>> BEGIN Supplied records
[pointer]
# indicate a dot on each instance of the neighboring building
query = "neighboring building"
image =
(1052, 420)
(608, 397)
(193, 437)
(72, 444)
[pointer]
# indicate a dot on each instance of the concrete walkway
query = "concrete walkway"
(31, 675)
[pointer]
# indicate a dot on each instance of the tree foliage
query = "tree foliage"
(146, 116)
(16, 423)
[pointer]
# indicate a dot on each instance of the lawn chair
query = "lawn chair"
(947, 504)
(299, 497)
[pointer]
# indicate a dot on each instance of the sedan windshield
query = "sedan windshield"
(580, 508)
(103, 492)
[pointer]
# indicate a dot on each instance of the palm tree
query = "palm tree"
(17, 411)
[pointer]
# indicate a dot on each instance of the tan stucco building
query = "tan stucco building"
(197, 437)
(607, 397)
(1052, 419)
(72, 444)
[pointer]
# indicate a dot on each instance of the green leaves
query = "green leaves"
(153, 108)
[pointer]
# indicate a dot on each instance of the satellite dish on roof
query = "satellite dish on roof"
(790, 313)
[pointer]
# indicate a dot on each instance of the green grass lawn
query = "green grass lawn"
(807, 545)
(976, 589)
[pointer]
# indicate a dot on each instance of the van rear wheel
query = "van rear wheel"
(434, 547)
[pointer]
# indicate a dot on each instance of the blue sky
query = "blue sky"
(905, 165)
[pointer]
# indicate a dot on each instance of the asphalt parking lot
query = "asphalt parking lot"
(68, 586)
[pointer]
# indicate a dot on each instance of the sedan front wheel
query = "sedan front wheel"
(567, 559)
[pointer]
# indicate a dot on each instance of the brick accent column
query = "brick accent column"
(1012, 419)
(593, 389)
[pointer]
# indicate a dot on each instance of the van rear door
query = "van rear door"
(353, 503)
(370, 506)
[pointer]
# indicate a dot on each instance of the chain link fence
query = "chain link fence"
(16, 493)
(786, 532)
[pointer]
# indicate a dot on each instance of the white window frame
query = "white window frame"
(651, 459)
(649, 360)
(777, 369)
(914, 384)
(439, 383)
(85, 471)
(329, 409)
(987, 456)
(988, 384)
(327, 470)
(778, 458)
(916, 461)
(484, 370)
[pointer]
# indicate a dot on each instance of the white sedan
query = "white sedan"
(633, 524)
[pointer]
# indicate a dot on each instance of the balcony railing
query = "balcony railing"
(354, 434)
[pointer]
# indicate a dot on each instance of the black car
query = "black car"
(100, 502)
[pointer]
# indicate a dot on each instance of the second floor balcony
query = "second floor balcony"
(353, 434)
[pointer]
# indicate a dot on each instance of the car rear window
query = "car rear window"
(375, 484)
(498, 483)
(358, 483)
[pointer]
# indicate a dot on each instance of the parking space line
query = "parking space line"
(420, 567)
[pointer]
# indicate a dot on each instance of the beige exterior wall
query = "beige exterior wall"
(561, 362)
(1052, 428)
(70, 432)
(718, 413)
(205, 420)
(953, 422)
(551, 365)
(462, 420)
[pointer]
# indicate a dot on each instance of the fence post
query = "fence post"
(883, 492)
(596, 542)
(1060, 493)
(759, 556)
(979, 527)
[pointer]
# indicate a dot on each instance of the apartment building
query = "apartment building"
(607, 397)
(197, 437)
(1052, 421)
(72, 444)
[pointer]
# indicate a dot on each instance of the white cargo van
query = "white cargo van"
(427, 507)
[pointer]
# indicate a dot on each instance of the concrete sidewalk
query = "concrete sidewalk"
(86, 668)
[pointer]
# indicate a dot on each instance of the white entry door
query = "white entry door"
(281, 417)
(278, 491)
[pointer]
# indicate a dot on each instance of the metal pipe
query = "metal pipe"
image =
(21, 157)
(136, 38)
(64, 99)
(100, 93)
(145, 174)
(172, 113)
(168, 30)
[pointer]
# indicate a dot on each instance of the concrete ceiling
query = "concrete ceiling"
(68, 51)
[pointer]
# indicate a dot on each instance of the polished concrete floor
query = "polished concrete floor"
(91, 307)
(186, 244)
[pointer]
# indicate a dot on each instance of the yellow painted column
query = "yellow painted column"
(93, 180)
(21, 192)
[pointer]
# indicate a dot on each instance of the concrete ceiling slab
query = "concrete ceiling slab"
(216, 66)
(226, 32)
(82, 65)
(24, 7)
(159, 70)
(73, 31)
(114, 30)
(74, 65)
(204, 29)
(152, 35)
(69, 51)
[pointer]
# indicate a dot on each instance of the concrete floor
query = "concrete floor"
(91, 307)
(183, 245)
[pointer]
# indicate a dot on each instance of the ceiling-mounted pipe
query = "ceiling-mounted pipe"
>> END Supplied records
§ Directions for this task:
Print the whole listing again, exactly.

§ Answer for the task:
[pointer]
# indicate a dot on each instance of the neighboring building
query = "neighboring building"
image =
(1052, 420)
(608, 397)
(193, 437)
(72, 444)
[pointer]
# indicate a dot on each instance of the concrete walkway
query = "concrete walkway"
(31, 675)
[pointer]
# indicate a dot on each instance of the tree foliage
query = "tree foliage"
(146, 116)
(16, 423)
[pointer]
# indicate a dot on each instance of the lawn chair
query = "lawn chair"
(947, 504)
(299, 497)
[pointer]
# indicate a dot on each instance of the sedan windshield
query = "sedan windshield"
(580, 508)
(103, 492)
[pointer]
# indicate a dot on each instance of the palm tree
query = "palm tree"
(17, 411)
[pointer]
# indicate a dot on each instance of the tan stucco building
query = "tan stucco building"
(197, 437)
(607, 397)
(1052, 419)
(72, 444)
[pointer]
# indicate a dot on each instance of the green leaves
query = "green leaves"
(153, 108)
[pointer]
# indicate a dot on each instance of the satellite dish on roof
query = "satellite dish on roof"
(790, 313)
[pointer]
# indicate a dot on each instance of the green grass lawn
query = "green grass lawn"
(807, 545)
(976, 589)
[pointer]
# indicate a dot on each instance of the van rear wheel
query = "van rear wheel"
(434, 547)
[pointer]
# indicate a dot on each instance of the blue sky
query = "blue sky"
(905, 165)
[pointer]
# indicate a dot on each instance of the asphalt parking lot
query = "asphalt parking lot"
(68, 586)
[pointer]
# indicate a dot on each instance of the sedan front wheel
query = "sedan front wheel"
(567, 559)
[pointer]
# indicate a dot on each instance of the brick accent column
query = "brick accent column"
(1012, 419)
(593, 389)
[pointer]
# indicate a dot on each instance of the van rear door
query = "van rear door"
(353, 503)
(370, 506)
[pointer]
# indicate a dot on each instance of the chain link fence
query = "chain link fence"
(16, 493)
(786, 532)
[pointer]
# indicate a dot on each instance of the white window frame
query = "white window frame"
(651, 459)
(649, 360)
(777, 369)
(914, 384)
(439, 383)
(85, 471)
(329, 409)
(987, 456)
(988, 384)
(327, 470)
(778, 458)
(916, 461)
(484, 370)
[pointer]
# indicate a dot on each instance of the white sedan
query = "white sedan"
(633, 524)
[pointer]
# indicate a dot on each instance of the balcony railing
query = "balcony railing"
(354, 434)
[pointer]
# indicate a dot on each instance of the black car
query = "black car"
(100, 502)
[pointer]
# indicate a dot on each instance of the second floor balcony
query = "second floor balcony"
(353, 434)
[pointer]
# indicate a dot on each instance of the car rear window
query = "car rear window"
(375, 484)
(498, 483)
(358, 483)
[pointer]
# indicate a dot on each instance of the parking space line
query = "parking space line"
(420, 567)
[pointer]
# indicate a dot on each instance of the beige exterior wall
query = "beige exterior wall"
(561, 362)
(1052, 428)
(70, 432)
(718, 413)
(205, 420)
(953, 422)
(551, 365)
(462, 420)
[pointer]
# indicate a dot on each instance of the fence post
query = "fence post"
(883, 492)
(596, 542)
(1060, 493)
(759, 556)
(979, 527)
[pointer]
# indicate a dot on each instance of the apartment building
query = "apartment building"
(607, 397)
(197, 437)
(1052, 421)
(72, 444)
[pointer]
# indicate a dot on each instance of the white cargo van
query = "white cargo van"
(427, 507)
[pointer]
# indicate a dot on each instance of the concrete sidewalk
query = "concrete sidewalk"
(86, 668)
[pointer]
# indicate a dot on each instance of the white entry door
query = "white entry door"
(281, 417)
(278, 491)
[pointer]
# indicate a dot on each instance of the metal pipe
query = "metal pipe"
image =
(21, 157)
(136, 38)
(64, 99)
(100, 93)
(145, 174)
(172, 113)
(168, 30)
[pointer]
# indicate a dot on each instance of the concrete ceiling
query = "concrete ceiling"
(68, 51)
[pointer]
# indicate a dot on each instance of the polished concrete floor
query = "polished concrete floor"
(91, 307)
(186, 244)
[pointer]
# indicate a dot on each instance of the yellow painted column
query = "yellow painted column"
(93, 180)
(21, 192)
[pointer]
# indicate a dot on each instance of the concrete ceiling slab
query = "concrete ceiling slab"
(216, 66)
(226, 32)
(82, 65)
(24, 7)
(159, 70)
(73, 31)
(114, 30)
(74, 65)
(204, 29)
(152, 35)
(69, 51)
[pointer]
# indicate a dot on each instance of the concrete floor
query = "concrete floor"
(91, 307)
(183, 245)
[pointer]
# indicate a dot on each instance of the ceiling-mounted pipe
query = "ceiling-mounted pipe"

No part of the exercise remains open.